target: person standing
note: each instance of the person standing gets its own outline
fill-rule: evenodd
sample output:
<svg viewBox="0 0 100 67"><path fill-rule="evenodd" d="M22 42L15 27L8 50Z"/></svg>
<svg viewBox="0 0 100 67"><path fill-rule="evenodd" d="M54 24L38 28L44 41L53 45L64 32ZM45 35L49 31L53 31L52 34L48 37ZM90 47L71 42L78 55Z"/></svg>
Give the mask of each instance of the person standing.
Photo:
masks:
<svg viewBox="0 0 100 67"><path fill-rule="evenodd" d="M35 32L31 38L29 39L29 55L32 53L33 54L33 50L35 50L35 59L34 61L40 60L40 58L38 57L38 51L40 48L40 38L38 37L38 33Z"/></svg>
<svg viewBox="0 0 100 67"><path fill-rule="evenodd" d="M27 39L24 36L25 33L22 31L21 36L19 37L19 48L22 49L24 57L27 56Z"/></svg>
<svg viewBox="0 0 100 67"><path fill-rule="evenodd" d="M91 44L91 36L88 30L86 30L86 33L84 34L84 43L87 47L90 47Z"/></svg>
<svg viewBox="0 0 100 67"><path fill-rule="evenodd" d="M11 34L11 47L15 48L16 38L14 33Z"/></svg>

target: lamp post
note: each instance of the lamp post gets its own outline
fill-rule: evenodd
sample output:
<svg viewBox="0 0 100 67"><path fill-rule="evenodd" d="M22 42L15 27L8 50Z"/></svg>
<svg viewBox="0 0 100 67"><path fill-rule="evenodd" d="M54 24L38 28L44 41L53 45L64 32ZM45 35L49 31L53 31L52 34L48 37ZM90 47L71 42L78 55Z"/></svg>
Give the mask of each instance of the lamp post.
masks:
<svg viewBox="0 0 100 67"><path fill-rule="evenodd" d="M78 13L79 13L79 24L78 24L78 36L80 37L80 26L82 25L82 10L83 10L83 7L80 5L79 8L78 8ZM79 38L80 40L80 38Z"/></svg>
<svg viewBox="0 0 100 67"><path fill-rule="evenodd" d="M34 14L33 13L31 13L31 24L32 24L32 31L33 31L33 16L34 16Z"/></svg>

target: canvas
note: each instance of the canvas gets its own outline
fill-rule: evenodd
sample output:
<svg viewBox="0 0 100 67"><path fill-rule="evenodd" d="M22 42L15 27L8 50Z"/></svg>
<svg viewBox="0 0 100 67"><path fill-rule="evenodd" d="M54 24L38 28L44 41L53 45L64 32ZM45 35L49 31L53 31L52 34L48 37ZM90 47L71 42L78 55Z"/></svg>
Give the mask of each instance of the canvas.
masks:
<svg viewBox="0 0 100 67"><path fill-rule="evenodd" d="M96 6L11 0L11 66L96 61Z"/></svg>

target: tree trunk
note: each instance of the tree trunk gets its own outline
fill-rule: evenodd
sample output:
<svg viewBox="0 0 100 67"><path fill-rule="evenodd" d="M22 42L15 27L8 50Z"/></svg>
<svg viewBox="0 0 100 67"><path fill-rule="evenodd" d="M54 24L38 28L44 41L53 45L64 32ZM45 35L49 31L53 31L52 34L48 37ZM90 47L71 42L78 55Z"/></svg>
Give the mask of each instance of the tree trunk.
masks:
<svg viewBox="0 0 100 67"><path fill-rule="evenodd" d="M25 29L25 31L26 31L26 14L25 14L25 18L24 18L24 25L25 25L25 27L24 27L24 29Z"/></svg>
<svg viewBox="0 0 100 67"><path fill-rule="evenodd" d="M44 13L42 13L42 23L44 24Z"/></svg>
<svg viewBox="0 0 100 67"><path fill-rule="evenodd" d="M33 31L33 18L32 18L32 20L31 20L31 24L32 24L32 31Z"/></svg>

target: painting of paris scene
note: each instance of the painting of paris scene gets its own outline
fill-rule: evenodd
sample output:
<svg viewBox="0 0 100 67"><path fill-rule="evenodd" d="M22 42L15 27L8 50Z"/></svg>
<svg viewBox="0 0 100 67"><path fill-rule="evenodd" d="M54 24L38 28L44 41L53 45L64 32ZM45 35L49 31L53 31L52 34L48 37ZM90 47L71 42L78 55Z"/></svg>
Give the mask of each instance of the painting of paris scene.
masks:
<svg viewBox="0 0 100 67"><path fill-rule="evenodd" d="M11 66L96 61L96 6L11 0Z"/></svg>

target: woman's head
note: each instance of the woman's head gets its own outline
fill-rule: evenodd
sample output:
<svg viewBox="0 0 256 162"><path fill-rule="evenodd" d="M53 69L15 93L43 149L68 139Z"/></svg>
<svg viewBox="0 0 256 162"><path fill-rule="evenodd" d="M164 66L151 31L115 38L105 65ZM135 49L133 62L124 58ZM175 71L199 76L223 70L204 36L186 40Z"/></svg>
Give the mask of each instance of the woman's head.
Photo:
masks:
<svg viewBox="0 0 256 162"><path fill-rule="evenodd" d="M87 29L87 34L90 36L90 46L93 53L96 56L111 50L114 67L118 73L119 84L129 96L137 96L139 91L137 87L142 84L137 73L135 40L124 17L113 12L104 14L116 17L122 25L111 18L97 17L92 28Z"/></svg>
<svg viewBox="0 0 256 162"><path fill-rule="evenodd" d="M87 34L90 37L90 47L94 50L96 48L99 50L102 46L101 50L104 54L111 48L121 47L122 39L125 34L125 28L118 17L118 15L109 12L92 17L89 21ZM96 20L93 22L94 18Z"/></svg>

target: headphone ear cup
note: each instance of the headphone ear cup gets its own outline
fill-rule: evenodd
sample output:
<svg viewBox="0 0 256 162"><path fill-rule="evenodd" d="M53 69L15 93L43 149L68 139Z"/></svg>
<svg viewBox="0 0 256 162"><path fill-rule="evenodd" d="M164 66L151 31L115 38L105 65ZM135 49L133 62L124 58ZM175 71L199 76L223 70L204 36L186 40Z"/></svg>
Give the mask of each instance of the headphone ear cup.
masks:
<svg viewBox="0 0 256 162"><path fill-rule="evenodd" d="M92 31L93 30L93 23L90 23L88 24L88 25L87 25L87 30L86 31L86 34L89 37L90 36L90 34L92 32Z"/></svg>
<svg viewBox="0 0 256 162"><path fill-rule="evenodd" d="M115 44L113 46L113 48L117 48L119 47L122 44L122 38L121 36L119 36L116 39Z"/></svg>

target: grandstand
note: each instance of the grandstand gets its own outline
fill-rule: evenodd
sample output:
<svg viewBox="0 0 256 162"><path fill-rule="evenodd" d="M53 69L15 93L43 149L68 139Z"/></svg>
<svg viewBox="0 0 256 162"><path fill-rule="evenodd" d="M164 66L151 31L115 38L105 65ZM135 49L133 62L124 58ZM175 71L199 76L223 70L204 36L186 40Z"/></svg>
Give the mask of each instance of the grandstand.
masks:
--- --- ---
Objective -> Render the lines of the items as a Markdown table with the columns Number and Content. Start at the first line of the items, continue through the line containing "32L31 38L29 39L29", number each line, and omit any blank lines.

Response to the exercise ->
| Number | Content |
|---|---|
| 1 | target: person standing |
| 2 | note: each instance of the person standing gets its own outline |
| 3 | fill-rule: evenodd |
| 4 | sample output: |
| 5 | <svg viewBox="0 0 100 67"><path fill-rule="evenodd" d="M22 42L15 27L8 50Z"/></svg> |
| 6 | <svg viewBox="0 0 100 67"><path fill-rule="evenodd" d="M54 24L38 28L44 41L53 45L64 32ZM45 35L49 31L53 31L52 34L48 37ZM90 47L71 42L78 55Z"/></svg> |
| 7 | Give the mask of each instance of the person standing. |
| 8 | Photo: |
| 9 | masks: |
| 10 | <svg viewBox="0 0 100 67"><path fill-rule="evenodd" d="M35 32L31 38L29 39L29 55L32 53L33 54L33 50L35 50L35 59L34 61L40 60L40 58L38 57L38 51L40 48L40 38L38 37L38 33Z"/></svg> |